Count, in the listing that follows, every line containing the word "before". Give the number by itself.

### [DATA TO PROCESS]
==========

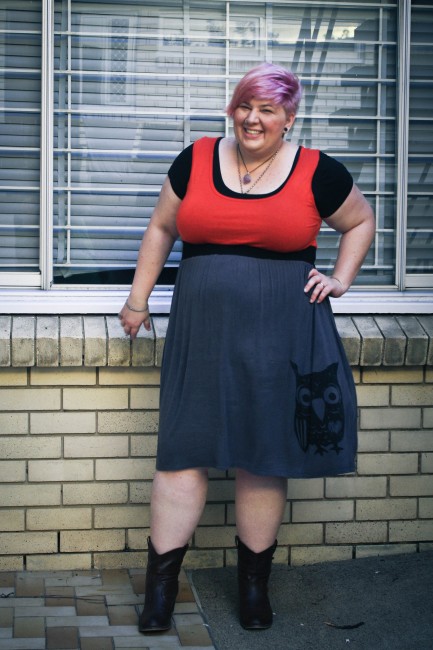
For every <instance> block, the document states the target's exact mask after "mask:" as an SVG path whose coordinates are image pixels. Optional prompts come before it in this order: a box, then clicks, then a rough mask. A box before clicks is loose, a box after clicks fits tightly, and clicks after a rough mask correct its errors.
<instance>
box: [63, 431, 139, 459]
mask: <svg viewBox="0 0 433 650" xmlns="http://www.w3.org/2000/svg"><path fill="white" fill-rule="evenodd" d="M128 452H129V450H128V437H127V436H98V435H92V436H65V439H64V456H65V458H109V457H112V456H115V457H117V456H128Z"/></svg>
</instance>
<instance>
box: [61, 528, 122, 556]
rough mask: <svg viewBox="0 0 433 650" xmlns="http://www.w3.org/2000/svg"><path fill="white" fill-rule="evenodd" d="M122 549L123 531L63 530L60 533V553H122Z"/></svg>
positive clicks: (94, 530)
mask: <svg viewBox="0 0 433 650" xmlns="http://www.w3.org/2000/svg"><path fill="white" fill-rule="evenodd" d="M124 548H125V531H124V530H77V531H74V530H63V531H61V532H60V552H61V553H85V552H87V551H122V550H123V549H124Z"/></svg>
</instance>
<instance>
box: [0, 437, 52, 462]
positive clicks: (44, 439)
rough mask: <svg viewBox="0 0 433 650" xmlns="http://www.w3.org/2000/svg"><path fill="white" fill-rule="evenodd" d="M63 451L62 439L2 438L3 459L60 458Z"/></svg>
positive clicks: (1, 451)
mask: <svg viewBox="0 0 433 650" xmlns="http://www.w3.org/2000/svg"><path fill="white" fill-rule="evenodd" d="M61 451H62V440H61V438H60V437H49V438H47V437H45V436H32V437H30V436H11V437H6V436H5V437H4V438H0V457H1V458H59V457H60V456H61Z"/></svg>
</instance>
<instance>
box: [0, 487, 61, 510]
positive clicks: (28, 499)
mask: <svg viewBox="0 0 433 650" xmlns="http://www.w3.org/2000/svg"><path fill="white" fill-rule="evenodd" d="M60 499H61V487H60V485H0V503H7V504H8V506H27V507H30V506H50V505H59V504H60Z"/></svg>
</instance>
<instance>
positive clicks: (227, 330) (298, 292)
mask: <svg viewBox="0 0 433 650" xmlns="http://www.w3.org/2000/svg"><path fill="white" fill-rule="evenodd" d="M203 249H206V247H202V248H197V254H193V255H192V256H191V257H188V258H186V259H183V260H182V262H181V264H180V268H179V272H178V277H177V281H176V286H175V291H174V296H173V303H172V309H171V315H170V321H169V326H168V331H167V338H166V342H165V348H164V355H163V363H162V372H161V398H160V428H159V437H158V453H157V469H159V470H162V471H174V470H181V469H188V468H194V467H206V468H207V467H214V468H217V469H221V470H227V469H229V468H236V467H238V468H242V469H245V470H247V471H248V472H250V473H252V474H257V475H263V476H283V477H297V478H312V477H319V476H336V475H339V474H346V473H349V472H353V471H354V470H355V463H356V449H357V417H356V394H355V386H354V382H353V378H352V372H351V369H350V367H349V364H348V362H347V359H346V356H345V353H344V349H343V346H342V343H341V341H340V337H339V335H338V332H337V330H336V327H335V322H334V317H333V314H332V310H331V306H330V303H329V300H327V299H326V300H325V301H324V302H322V303H320V304H317V303H313V304H311V303H310V302H309V295H307V294H305V293H304V286H305V284H306V282H307V277H308V273H309V271H310V270H311V268H312V264H311V263H309V262H306V261H299V260H297V259H279V258H278V255H273V254H272V253H270V254H269V255H267V254H266V252H264V251H261V253H260V254H259V255H258V256H257V253H256V251H254V249H252V250H251V249H249V248H248V247H244V252H243V253H242V254H238V253H233V252H232V251H233V250H235V249H232V248H231V247H220V251H219V252H215V251H218V247H217V248H215V247H211V250H212V252H211V253H209V252H208V251H206V252H202V250H203ZM249 250H251V254H250V253H249ZM245 251H246V252H245Z"/></svg>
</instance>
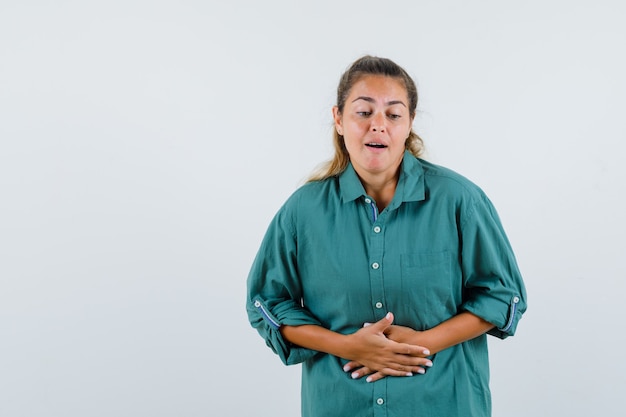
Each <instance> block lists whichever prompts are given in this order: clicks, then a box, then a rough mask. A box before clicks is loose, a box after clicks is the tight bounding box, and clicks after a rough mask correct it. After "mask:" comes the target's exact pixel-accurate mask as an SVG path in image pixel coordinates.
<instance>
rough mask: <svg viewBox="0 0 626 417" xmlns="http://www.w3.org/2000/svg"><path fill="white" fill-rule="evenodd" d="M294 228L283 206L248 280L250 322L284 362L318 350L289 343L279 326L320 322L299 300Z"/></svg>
mask: <svg viewBox="0 0 626 417" xmlns="http://www.w3.org/2000/svg"><path fill="white" fill-rule="evenodd" d="M294 230H295V228H294V227H293V223H292V218H291V216H290V213H289V210H288V207H287V205H286V206H283V208H281V210H280V211H279V212H278V213H277V214H276V216H275V217H274V219H273V220H272V222H271V224H270V226H269V228H268V230H267V232H266V234H265V237H264V239H263V243H262V244H261V248H260V249H259V252H258V253H257V256H256V258H255V260H254V262H253V264H252V268H251V270H250V273H249V275H248V280H247V302H246V310H247V313H248V319H249V321H250V324H251V325H252V327H254V328H255V329H256V330H257V331H258V332H259V334H260V335H261V337H263V338H264V339H265V343H266V344H267V346H269V347H270V348H271V349H272V350H273V351H274V352H275V353H276V354H277V355H278V356H279V357H280V359H281V360H282V361H283V363H284V364H286V365H293V364H297V363H301V362H304V361H305V360H307V359H308V358H310V357H312V356H314V355H315V354H317V352H316V351H313V350H310V349H306V348H302V347H299V346H296V345H293V344H291V343H289V342H288V341H287V340H285V339H284V338H283V336H282V334H281V332H280V327H281V326H283V325H288V326H300V325H304V324H314V325H319V324H320V322H319V321H318V320H317V319H316V318H315V317H314V316H313V315H312V314H311V313H310V312H309V311H308V310H307V309H306V308H304V307H303V306H302V303H301V299H302V286H301V283H300V278H299V275H298V268H297V262H296V256H297V239H296V236H295V232H294Z"/></svg>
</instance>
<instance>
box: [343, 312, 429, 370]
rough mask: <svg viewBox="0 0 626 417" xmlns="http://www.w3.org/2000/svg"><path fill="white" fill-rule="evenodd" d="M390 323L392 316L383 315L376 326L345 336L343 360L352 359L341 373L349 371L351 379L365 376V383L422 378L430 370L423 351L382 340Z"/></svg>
mask: <svg viewBox="0 0 626 417" xmlns="http://www.w3.org/2000/svg"><path fill="white" fill-rule="evenodd" d="M392 323H393V314H392V313H387V315H386V316H385V317H384V318H383V319H381V320H379V321H378V322H376V323H373V324H371V325H368V326H365V327H363V328H362V329H359V330H358V331H357V332H355V333H353V334H351V335H349V336H347V338H348V340H349V343H348V352H347V355H346V356H347V357H348V358H350V359H352V360H351V361H350V362H348V363H347V364H346V365H345V366H344V368H343V369H344V371H346V372H350V371H353V372H352V374H351V376H352V378H354V379H358V378H362V377H364V376H366V375H368V378H367V381H368V382H374V381H377V380H379V379H382V378H384V377H386V376H412V375H414V374H415V373H418V374H423V373H424V372H425V371H424V367H430V366H432V362H431V361H430V360H429V359H428V358H426V356H428V355H430V352H429V351H428V349H427V348H425V347H423V346H417V345H411V344H408V343H398V342H394V341H393V340H390V339H388V338H387V336H385V331H386V330H387V329H388V328H389V327H390V326H391V324H392Z"/></svg>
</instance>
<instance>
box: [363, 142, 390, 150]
mask: <svg viewBox="0 0 626 417" xmlns="http://www.w3.org/2000/svg"><path fill="white" fill-rule="evenodd" d="M365 146H369V147H370V148H376V149H383V148H386V147H387V145H383V144H382V143H378V142H372V143H366V144H365Z"/></svg>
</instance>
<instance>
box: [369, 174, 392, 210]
mask: <svg viewBox="0 0 626 417" xmlns="http://www.w3.org/2000/svg"><path fill="white" fill-rule="evenodd" d="M398 177H399V173H396V175H394V176H393V177H391V178H370V179H369V181H366V180H364V179H363V178H361V183H362V184H363V188H365V192H366V193H367V195H369V196H370V197H372V198H373V199H374V201H376V205H377V206H378V211H379V212H381V211H383V210H384V209H385V207H387V206H388V205H389V203H391V200H393V196H394V194H395V192H396V186H397V185H398Z"/></svg>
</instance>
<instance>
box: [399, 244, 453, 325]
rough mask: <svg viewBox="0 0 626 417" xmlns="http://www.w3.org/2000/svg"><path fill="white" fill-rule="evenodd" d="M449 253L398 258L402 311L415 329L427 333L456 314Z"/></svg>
mask: <svg viewBox="0 0 626 417" xmlns="http://www.w3.org/2000/svg"><path fill="white" fill-rule="evenodd" d="M452 261H453V260H452V258H451V255H450V253H449V252H447V251H442V252H420V253H409V254H403V255H401V259H400V262H401V267H402V280H401V294H402V296H401V298H402V300H403V306H402V308H403V310H405V311H407V313H408V314H409V315H410V317H411V318H410V320H411V321H412V320H416V321H415V322H414V323H412V324H413V325H414V326H415V327H414V328H415V329H421V330H425V329H429V328H431V327H434V326H436V325H437V324H439V323H441V322H443V321H445V320H447V319H449V318H451V317H452V316H454V315H455V314H456V310H457V308H456V303H455V302H454V285H453V283H452V273H451V270H452V265H451V263H452Z"/></svg>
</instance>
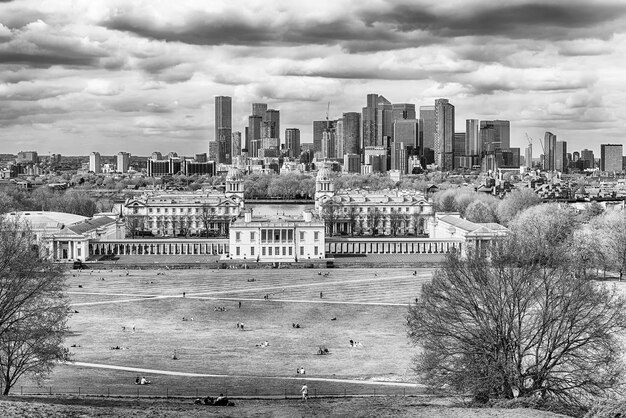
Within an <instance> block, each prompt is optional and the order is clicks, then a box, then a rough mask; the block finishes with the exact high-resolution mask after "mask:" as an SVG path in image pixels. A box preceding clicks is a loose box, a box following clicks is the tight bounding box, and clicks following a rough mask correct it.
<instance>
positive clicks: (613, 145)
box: [600, 144, 624, 172]
mask: <svg viewBox="0 0 626 418" xmlns="http://www.w3.org/2000/svg"><path fill="white" fill-rule="evenodd" d="M623 155H624V152H623V147H622V145H621V144H619V145H617V144H602V145H600V170H601V171H608V172H612V171H613V172H619V171H622V170H623V169H624V167H623V160H622V156H623Z"/></svg>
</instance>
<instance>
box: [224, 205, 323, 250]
mask: <svg viewBox="0 0 626 418" xmlns="http://www.w3.org/2000/svg"><path fill="white" fill-rule="evenodd" d="M325 247H326V244H325V237H324V222H323V221H321V220H320V219H319V217H318V216H317V215H316V214H315V213H312V212H309V211H305V212H303V214H302V216H276V217H267V216H253V213H252V210H246V211H244V214H243V216H240V217H238V218H237V219H236V220H235V221H233V223H232V224H231V227H230V239H229V252H228V255H225V256H223V258H225V259H230V260H255V261H259V262H266V261H279V262H295V261H305V260H312V259H324V258H325V257H326V253H325Z"/></svg>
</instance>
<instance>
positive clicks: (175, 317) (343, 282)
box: [16, 269, 432, 397]
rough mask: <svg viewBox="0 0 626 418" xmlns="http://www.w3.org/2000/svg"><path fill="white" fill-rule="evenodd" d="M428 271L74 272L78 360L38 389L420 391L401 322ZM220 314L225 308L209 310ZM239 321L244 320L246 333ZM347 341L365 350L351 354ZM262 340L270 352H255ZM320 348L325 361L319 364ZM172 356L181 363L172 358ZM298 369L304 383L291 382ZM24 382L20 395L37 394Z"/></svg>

==========

### [WRITTEN SOLUTION]
2